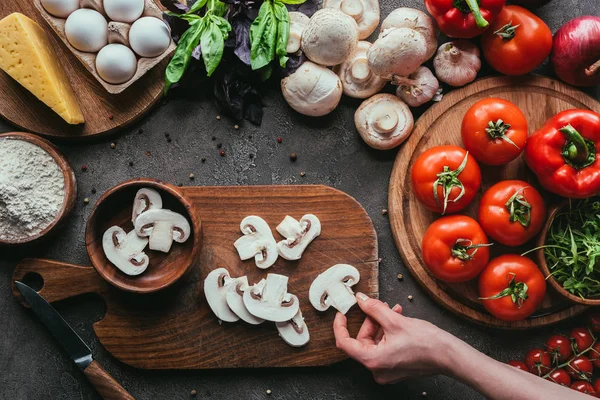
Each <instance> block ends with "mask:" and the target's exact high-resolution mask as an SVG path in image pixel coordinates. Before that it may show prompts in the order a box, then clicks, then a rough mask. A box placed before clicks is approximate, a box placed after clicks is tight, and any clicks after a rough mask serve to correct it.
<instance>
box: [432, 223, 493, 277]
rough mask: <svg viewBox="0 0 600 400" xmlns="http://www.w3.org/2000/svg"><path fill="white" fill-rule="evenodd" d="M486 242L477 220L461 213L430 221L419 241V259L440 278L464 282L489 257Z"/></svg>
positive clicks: (487, 258) (484, 265) (488, 252)
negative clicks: (420, 255) (420, 244)
mask: <svg viewBox="0 0 600 400" xmlns="http://www.w3.org/2000/svg"><path fill="white" fill-rule="evenodd" d="M489 246H490V244H489V243H488V240H487V236H486V234H485V232H484V231H483V229H481V226H479V223H478V222H477V221H475V220H474V219H473V218H471V217H467V216H465V215H448V216H445V217H442V218H440V219H438V220H436V221H434V222H433V223H432V224H431V225H430V226H429V228H427V231H425V235H423V241H422V244H421V248H422V250H423V262H424V263H425V265H426V266H427V268H428V269H429V271H430V272H431V273H432V274H433V275H434V276H435V277H436V278H438V279H440V280H442V281H444V282H466V281H469V280H471V279H473V278H475V277H476V276H477V275H479V273H480V272H481V270H483V269H484V268H485V266H486V265H487V263H488V261H489V260H490V250H489Z"/></svg>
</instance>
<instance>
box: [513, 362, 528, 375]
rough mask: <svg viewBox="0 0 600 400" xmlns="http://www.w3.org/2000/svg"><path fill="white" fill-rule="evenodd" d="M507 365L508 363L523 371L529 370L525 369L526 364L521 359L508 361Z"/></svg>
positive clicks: (527, 370)
mask: <svg viewBox="0 0 600 400" xmlns="http://www.w3.org/2000/svg"><path fill="white" fill-rule="evenodd" d="M508 365H510V366H511V367H515V368H516V369H520V370H523V371H525V372H529V370H528V369H527V365H525V363H524V362H523V361H518V360H511V361H509V362H508Z"/></svg>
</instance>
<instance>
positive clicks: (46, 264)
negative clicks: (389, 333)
mask: <svg viewBox="0 0 600 400" xmlns="http://www.w3.org/2000/svg"><path fill="white" fill-rule="evenodd" d="M182 191H183V194H184V195H185V196H187V197H188V198H189V199H190V200H191V201H192V203H193V204H194V206H195V208H196V212H197V213H198V214H199V216H200V219H201V221H202V234H203V237H202V250H201V254H200V257H199V259H198V260H197V262H195V263H194V265H193V266H192V267H191V268H190V271H189V272H188V274H187V275H186V276H184V277H183V278H182V279H181V280H179V281H178V282H177V283H176V284H174V285H173V286H171V287H169V288H167V289H165V290H163V291H161V292H158V293H155V294H149V295H138V294H133V293H127V292H123V291H120V290H118V289H116V288H114V287H112V286H110V285H109V284H108V283H106V282H105V281H104V280H103V279H102V278H101V277H100V275H98V273H97V272H96V270H95V269H94V268H92V267H84V266H76V265H70V264H65V263H61V262H56V261H50V260H39V259H29V260H24V261H22V262H21V263H20V264H19V265H18V266H17V268H16V269H15V272H14V274H13V281H14V280H20V279H23V278H24V277H26V275H27V274H29V273H36V274H39V275H40V276H41V277H42V279H43V280H44V284H43V287H42V289H41V290H40V291H39V293H40V294H41V295H42V296H44V297H45V298H46V299H47V300H48V301H50V302H55V301H58V300H62V299H66V298H70V297H74V296H77V295H80V294H83V293H97V294H99V295H100V296H101V297H102V298H103V299H104V301H105V302H106V315H105V317H104V319H102V320H101V321H99V322H96V323H95V324H94V331H95V332H96V335H97V336H98V338H99V340H100V342H101V343H102V344H103V345H104V347H105V348H106V349H107V350H108V351H109V352H110V353H112V354H113V355H114V356H115V357H116V358H117V359H119V360H120V361H122V362H124V363H126V364H129V365H132V366H134V367H137V368H145V369H208V368H239V367H300V366H316V365H329V364H332V363H335V362H338V361H341V360H343V359H345V358H346V356H345V355H344V354H343V353H342V352H340V351H339V350H337V349H336V347H335V340H334V337H333V330H332V324H333V319H334V317H335V310H334V309H330V310H328V311H326V312H323V313H322V312H318V311H316V310H315V309H314V308H313V307H312V306H311V305H310V303H309V301H308V289H309V287H310V284H311V283H312V281H313V280H314V279H315V278H316V277H317V275H318V274H319V273H321V272H323V271H324V270H325V269H327V268H328V267H330V266H332V265H334V264H338V263H347V264H351V265H354V266H355V267H356V268H357V269H358V270H359V271H360V275H361V277H360V282H359V283H358V284H357V285H356V286H355V287H354V289H356V290H357V291H362V292H364V293H367V294H368V295H370V296H375V297H377V296H378V294H379V293H378V292H379V285H378V261H377V260H378V255H377V236H376V234H375V230H374V228H373V224H372V222H371V219H370V218H369V216H368V215H367V213H366V212H365V210H364V209H363V208H362V206H361V205H360V204H359V203H358V202H357V201H356V200H354V199H353V198H352V197H350V196H348V195H347V194H345V193H343V192H340V191H339V190H336V189H333V188H330V187H327V186H321V185H318V186H312V185H306V186H252V187H243V186H237V187H187V188H182ZM306 213H313V214H315V215H317V216H318V217H319V219H320V220H321V224H322V233H321V236H319V237H318V238H317V239H315V241H313V243H311V244H310V246H309V247H308V248H307V250H306V251H305V253H304V255H303V257H302V259H301V260H299V261H286V260H283V259H281V258H279V259H278V260H277V262H276V264H275V266H273V267H272V268H270V269H268V270H260V269H258V268H257V267H256V266H255V265H254V261H253V260H250V261H240V259H239V257H238V256H237V252H236V250H235V248H234V247H233V242H234V241H235V240H236V239H237V238H238V237H239V236H241V232H240V231H239V224H240V221H241V220H242V219H243V218H244V217H245V216H247V215H251V214H254V215H259V216H261V217H262V218H264V219H265V220H266V221H267V222H268V223H269V225H270V226H271V228H272V229H273V230H274V229H275V226H277V224H278V223H279V222H280V221H281V220H282V219H283V217H285V215H286V214H289V215H292V216H294V217H296V218H299V217H301V216H302V215H304V214H306ZM275 234H276V237H277V235H278V234H277V233H275ZM278 240H279V239H278ZM219 267H224V268H227V269H228V270H229V271H230V273H231V275H232V276H241V275H248V279H249V281H250V282H258V280H260V279H261V278H263V277H265V276H266V274H267V273H269V272H271V273H279V274H283V275H287V276H289V278H290V280H289V291H290V292H291V293H294V294H296V295H297V296H298V298H299V299H300V307H301V309H302V312H303V314H304V317H305V319H306V323H307V325H308V328H309V331H310V336H311V338H310V342H309V343H308V345H307V346H305V347H303V348H292V347H290V346H288V345H287V344H286V343H285V342H283V340H282V339H281V338H279V336H278V334H277V330H276V328H275V325H274V324H273V323H264V324H262V325H258V326H252V325H249V324H246V323H244V322H236V323H222V324H219V321H218V320H217V318H216V317H215V316H214V314H213V313H212V312H211V310H210V308H209V307H208V305H207V303H206V300H205V297H204V293H203V282H204V278H205V277H206V275H207V274H208V273H209V272H210V271H211V270H213V269H215V268H219ZM13 292H14V294H15V296H16V297H17V298H19V299H21V297H20V294H19V292H18V290H16V288H15V287H14V285H13ZM363 319H364V315H363V314H362V313H361V311H360V310H359V309H358V307H357V306H355V307H353V308H352V310H350V312H349V313H348V325H349V329H350V332H351V333H353V334H356V333H357V332H358V329H359V327H360V325H361V323H362V321H363Z"/></svg>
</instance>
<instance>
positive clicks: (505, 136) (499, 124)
mask: <svg viewBox="0 0 600 400" xmlns="http://www.w3.org/2000/svg"><path fill="white" fill-rule="evenodd" d="M528 134H529V133H528V127H527V119H526V118H525V115H523V112H522V111H521V110H520V109H519V107H517V106H516V105H514V104H513V103H511V102H510V101H506V100H504V99H496V98H491V99H483V100H480V101H478V102H477V103H475V104H473V106H472V107H471V108H469V110H468V111H467V113H466V114H465V116H464V117H463V121H462V127H461V137H462V140H463V143H464V145H465V148H466V149H467V150H468V151H469V152H470V153H471V154H472V155H473V157H475V159H476V160H477V161H479V162H481V163H484V164H488V165H502V164H506V163H507V162H509V161H512V160H514V159H515V158H517V157H518V156H519V154H521V152H522V151H523V150H524V149H525V144H526V143H527V136H528Z"/></svg>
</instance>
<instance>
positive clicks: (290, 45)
mask: <svg viewBox="0 0 600 400" xmlns="http://www.w3.org/2000/svg"><path fill="white" fill-rule="evenodd" d="M289 14H290V36H289V37H288V44H287V47H286V48H285V51H287V52H288V53H296V52H297V51H298V50H300V45H301V44H302V32H304V29H306V27H307V26H308V23H309V21H310V18H309V17H307V16H306V14H304V13H301V12H299V11H290V13H289Z"/></svg>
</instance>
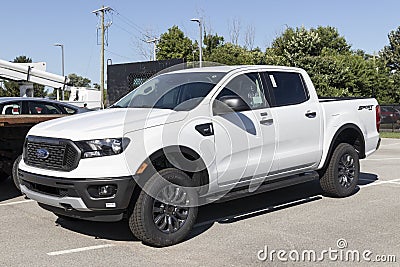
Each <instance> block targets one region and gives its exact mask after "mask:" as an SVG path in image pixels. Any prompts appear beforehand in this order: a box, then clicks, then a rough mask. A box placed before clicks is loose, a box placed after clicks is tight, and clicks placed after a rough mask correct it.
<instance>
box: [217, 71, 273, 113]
mask: <svg viewBox="0 0 400 267" xmlns="http://www.w3.org/2000/svg"><path fill="white" fill-rule="evenodd" d="M223 96H239V97H240V98H242V99H243V101H244V102H246V104H247V105H248V107H249V110H253V109H260V108H266V107H268V104H267V101H266V100H265V96H264V89H263V87H262V82H261V79H260V75H259V74H258V73H247V74H242V75H239V76H237V77H235V78H233V79H232V80H231V81H230V82H229V83H228V84H227V86H225V88H224V89H222V91H221V92H220V93H219V94H218V96H217V97H216V100H220V98H221V97H223Z"/></svg>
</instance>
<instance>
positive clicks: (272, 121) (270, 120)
mask: <svg viewBox="0 0 400 267" xmlns="http://www.w3.org/2000/svg"><path fill="white" fill-rule="evenodd" d="M260 123H261V124H262V125H271V124H273V123H274V120H273V119H267V120H261V121H260Z"/></svg>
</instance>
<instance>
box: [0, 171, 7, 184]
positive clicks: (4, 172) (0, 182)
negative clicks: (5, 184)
mask: <svg viewBox="0 0 400 267" xmlns="http://www.w3.org/2000/svg"><path fill="white" fill-rule="evenodd" d="M7 178H8V174H7V173H5V172H3V171H0V183H1V182H4V181H5V180H7Z"/></svg>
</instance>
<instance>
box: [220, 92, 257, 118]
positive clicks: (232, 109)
mask: <svg viewBox="0 0 400 267" xmlns="http://www.w3.org/2000/svg"><path fill="white" fill-rule="evenodd" d="M246 110H250V107H249V105H247V103H246V102H245V101H244V100H243V99H242V98H241V97H240V96H235V95H229V96H222V97H221V98H220V99H219V100H215V101H214V104H213V113H214V115H223V114H227V113H232V112H240V111H246Z"/></svg>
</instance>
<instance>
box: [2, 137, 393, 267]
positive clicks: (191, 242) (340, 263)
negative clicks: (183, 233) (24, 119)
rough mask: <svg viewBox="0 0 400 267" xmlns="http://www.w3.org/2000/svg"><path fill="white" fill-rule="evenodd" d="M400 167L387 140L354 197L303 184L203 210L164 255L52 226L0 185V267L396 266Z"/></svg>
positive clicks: (375, 157) (71, 225) (124, 244)
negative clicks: (185, 234)
mask: <svg viewBox="0 0 400 267" xmlns="http://www.w3.org/2000/svg"><path fill="white" fill-rule="evenodd" d="M399 163H400V140H395V139H384V140H383V142H382V145H381V148H380V149H379V151H378V152H376V153H375V154H374V155H372V156H371V157H369V158H368V159H366V160H363V161H362V162H361V171H362V175H361V177H360V178H361V180H360V183H359V190H358V192H356V193H355V194H354V195H352V196H351V197H348V198H344V199H334V198H329V197H325V196H323V195H322V192H321V189H320V187H319V185H318V183H317V182H309V183H306V184H302V185H298V186H293V187H290V188H285V189H281V190H277V191H274V192H267V193H263V194H259V195H255V196H252V197H247V198H244V199H239V200H235V201H231V202H227V203H221V204H212V205H208V206H204V207H201V209H200V210H199V219H198V222H197V225H196V227H195V228H194V230H193V232H192V234H191V236H190V238H189V239H188V240H186V241H185V242H183V243H181V244H178V245H176V246H172V247H168V248H152V247H148V246H146V245H143V244H142V243H141V242H139V241H137V240H135V238H134V237H133V236H132V234H131V233H130V231H129V228H128V226H127V225H126V224H124V223H122V222H119V223H98V222H85V221H66V220H62V219H57V217H56V216H55V215H53V214H52V213H50V212H47V211H45V210H42V209H41V208H39V207H38V205H37V204H36V203H35V202H33V201H31V200H27V199H25V198H24V197H23V196H21V195H20V194H19V193H18V191H17V190H16V189H14V187H13V186H12V182H11V181H10V180H8V181H6V182H4V183H2V184H0V224H1V231H0V242H1V250H0V266H139V265H140V266H157V265H160V266H173V265H176V266H267V265H269V266H274V265H281V264H285V265H289V266H304V265H310V264H314V261H318V260H321V261H322V260H323V261H322V262H319V266H324V265H326V264H327V263H329V265H332V266H336V265H337V266H342V265H345V264H346V265H348V264H349V263H350V264H352V265H353V264H354V265H359V266H366V265H370V266H399V265H400V230H399V225H400V224H399V223H400V194H399V193H400V164H399ZM279 250H280V251H283V252H279ZM311 250H312V251H315V253H316V259H315V260H313V258H312V254H310V252H309V251H311ZM325 250H326V251H327V252H324V251H325ZM335 250H336V251H337V252H334V251H335ZM274 251H275V252H274ZM304 251H308V252H306V254H304V253H305V252H304ZM348 251H353V252H354V253H356V252H355V251H357V253H359V255H360V257H361V258H360V262H358V261H355V262H354V261H353V260H352V259H353V258H352V257H351V256H350V257H347V258H346V255H350V254H351V253H350V254H348V253H347V252H348ZM278 252H279V253H278ZM284 252H286V254H285V253H284ZM296 252H297V254H296ZM353 252H352V253H353ZM271 253H272V254H271ZM307 253H308V254H310V255H311V256H310V257H311V258H310V259H311V260H309V259H307V257H308V256H309V255H308V254H307ZM278 255H279V257H278ZM296 255H299V256H296ZM303 255H305V256H304V260H303V259H302V256H303ZM353 255H356V254H353ZM285 259H286V261H285ZM346 259H347V260H348V261H347V262H346ZM354 259H356V256H354ZM307 260H308V261H307ZM356 260H357V259H356ZM368 260H370V261H369V262H368ZM310 261H311V263H310ZM378 261H386V262H385V263H383V262H378ZM390 261H391V262H390ZM394 261H397V262H394ZM315 264H317V263H315Z"/></svg>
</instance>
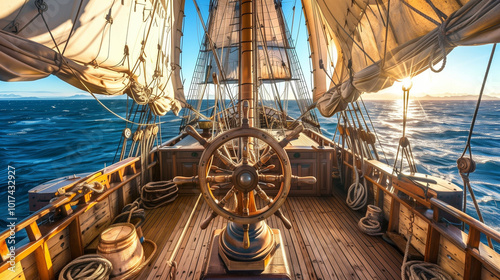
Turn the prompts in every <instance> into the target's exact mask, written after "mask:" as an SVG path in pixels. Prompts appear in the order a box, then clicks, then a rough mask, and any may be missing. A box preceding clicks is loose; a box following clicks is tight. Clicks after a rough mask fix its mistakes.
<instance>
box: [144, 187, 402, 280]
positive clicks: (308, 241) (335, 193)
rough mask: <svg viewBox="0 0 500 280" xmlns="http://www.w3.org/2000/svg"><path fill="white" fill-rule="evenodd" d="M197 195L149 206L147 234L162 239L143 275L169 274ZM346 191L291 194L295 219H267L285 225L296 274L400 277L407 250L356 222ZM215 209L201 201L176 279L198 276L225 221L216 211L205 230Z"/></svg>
mask: <svg viewBox="0 0 500 280" xmlns="http://www.w3.org/2000/svg"><path fill="white" fill-rule="evenodd" d="M197 198H198V196H196V195H182V196H179V198H178V199H177V200H176V201H175V202H174V203H172V204H170V205H168V206H165V207H162V208H158V209H154V210H148V211H147V220H146V223H145V224H144V225H143V232H144V235H145V236H146V238H149V239H152V240H153V241H154V242H156V244H157V245H158V250H157V253H156V259H155V260H153V261H152V263H151V264H150V265H149V266H148V267H146V268H145V270H144V271H143V273H142V275H141V276H140V277H139V278H138V279H169V278H170V277H169V276H168V265H167V262H168V259H169V258H170V256H171V254H172V251H173V249H174V247H175V245H176V241H177V240H178V238H179V236H180V234H181V232H182V230H183V229H184V227H185V226H186V222H187V220H188V217H189V215H190V213H191V211H192V209H193V207H194V205H195V202H196V200H197ZM344 200H345V197H344V196H343V194H341V193H335V195H334V196H330V197H289V198H287V201H286V202H285V204H284V206H282V210H283V213H284V214H285V216H286V217H288V218H289V219H290V221H291V222H292V224H293V228H292V229H291V230H287V229H285V227H284V226H283V224H282V223H281V221H280V220H279V219H278V218H276V217H274V216H273V217H271V218H269V219H268V224H269V225H270V226H271V227H272V228H278V229H280V231H281V234H282V238H283V245H284V247H285V251H286V255H287V259H288V263H289V267H290V273H291V276H292V279H297V280H302V279H324V280H326V279H399V278H400V267H401V262H402V255H401V254H400V253H399V252H398V251H397V250H396V249H395V248H393V247H392V246H390V245H388V244H387V243H386V242H384V241H383V240H382V238H381V237H371V236H367V235H365V234H363V233H362V232H360V231H359V229H358V228H357V223H358V221H359V219H360V218H361V216H362V214H361V213H358V212H354V211H351V210H350V209H349V208H348V206H347V205H346V204H345V202H344ZM209 213H210V209H209V207H208V206H207V204H206V203H204V201H203V200H202V202H201V203H200V204H199V205H198V207H197V209H196V212H195V215H194V217H193V220H192V221H191V223H190V224H189V225H187V226H188V231H187V234H186V237H185V239H184V240H183V242H182V244H181V249H180V251H179V254H178V255H177V257H176V262H177V264H178V268H177V272H176V279H199V278H200V276H201V273H202V271H203V269H204V263H205V259H206V256H207V250H208V248H209V242H210V239H211V234H212V232H213V230H215V229H217V228H222V227H224V226H225V223H226V221H225V220H224V219H222V218H220V217H217V218H216V219H214V221H212V223H211V224H210V225H209V227H208V228H207V229H206V230H201V229H200V227H199V225H200V223H201V222H202V221H203V220H204V219H205V217H207V216H208V215H209Z"/></svg>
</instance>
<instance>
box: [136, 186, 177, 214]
mask: <svg viewBox="0 0 500 280" xmlns="http://www.w3.org/2000/svg"><path fill="white" fill-rule="evenodd" d="M178 191H179V188H178V187H177V185H176V184H174V182H173V181H172V180H170V181H158V182H149V183H147V184H146V185H144V186H143V187H142V188H141V204H142V206H143V207H144V208H145V209H155V208H158V207H160V206H163V205H165V204H168V203H170V202H172V201H174V200H175V199H176V198H177V196H178V194H177V192H178Z"/></svg>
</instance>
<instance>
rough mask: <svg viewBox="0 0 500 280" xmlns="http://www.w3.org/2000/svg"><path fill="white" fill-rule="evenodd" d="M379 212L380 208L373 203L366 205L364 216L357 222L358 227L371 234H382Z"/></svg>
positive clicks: (379, 212)
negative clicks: (373, 203)
mask: <svg viewBox="0 0 500 280" xmlns="http://www.w3.org/2000/svg"><path fill="white" fill-rule="evenodd" d="M381 214H382V209H380V208H379V207H377V206H375V205H368V208H367V209H366V216H364V217H363V218H361V219H360V220H359V222H358V227H359V229H361V231H362V232H364V233H366V234H368V235H371V236H378V235H383V234H384V233H382V232H381V231H382V226H381V225H380V218H381Z"/></svg>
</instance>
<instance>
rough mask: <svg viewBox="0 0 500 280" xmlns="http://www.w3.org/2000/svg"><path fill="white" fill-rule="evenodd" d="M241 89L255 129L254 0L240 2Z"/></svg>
mask: <svg viewBox="0 0 500 280" xmlns="http://www.w3.org/2000/svg"><path fill="white" fill-rule="evenodd" d="M240 3H241V6H240V7H241V9H240V13H241V14H240V18H241V26H240V66H239V67H240V69H239V70H240V71H239V73H240V77H239V78H240V87H239V94H238V99H239V101H240V103H241V104H243V102H244V101H245V100H247V101H248V104H249V108H248V125H249V126H250V127H253V126H254V124H255V120H254V118H255V103H254V75H253V71H254V65H253V60H254V59H253V57H254V48H253V46H254V44H253V37H254V34H253V33H254V32H253V29H254V27H253V23H254V15H253V12H254V5H253V0H240ZM238 111H239V116H240V119H241V118H242V116H243V114H242V112H241V106H238Z"/></svg>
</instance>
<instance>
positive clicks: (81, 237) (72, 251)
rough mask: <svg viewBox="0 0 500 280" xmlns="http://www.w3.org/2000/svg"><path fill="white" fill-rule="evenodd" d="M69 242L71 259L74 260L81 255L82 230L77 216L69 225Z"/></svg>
mask: <svg viewBox="0 0 500 280" xmlns="http://www.w3.org/2000/svg"><path fill="white" fill-rule="evenodd" d="M69 240H70V245H69V247H70V250H71V258H72V259H76V258H78V257H80V256H82V255H83V249H84V248H83V238H82V230H81V228H80V216H77V217H76V218H75V219H74V220H73V221H72V222H71V223H70V224H69Z"/></svg>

※

(ACTIVITY):
Everything from the line with "positive clicks: (527, 370)" through the line with "positive clicks: (46, 264)" should be written out exactly as it appears above, end lines included, and nothing outside that range.

(WRITTEN SOLUTION):
positive clicks: (527, 370)
mask: <svg viewBox="0 0 600 400" xmlns="http://www.w3.org/2000/svg"><path fill="white" fill-rule="evenodd" d="M508 365H510V366H511V367H515V368H516V369H520V370H523V371H525V372H529V370H528V369H527V365H525V363H524V362H523V361H518V360H511V361H509V362H508Z"/></svg>
</instance>
<instance>
positive clicks: (46, 264)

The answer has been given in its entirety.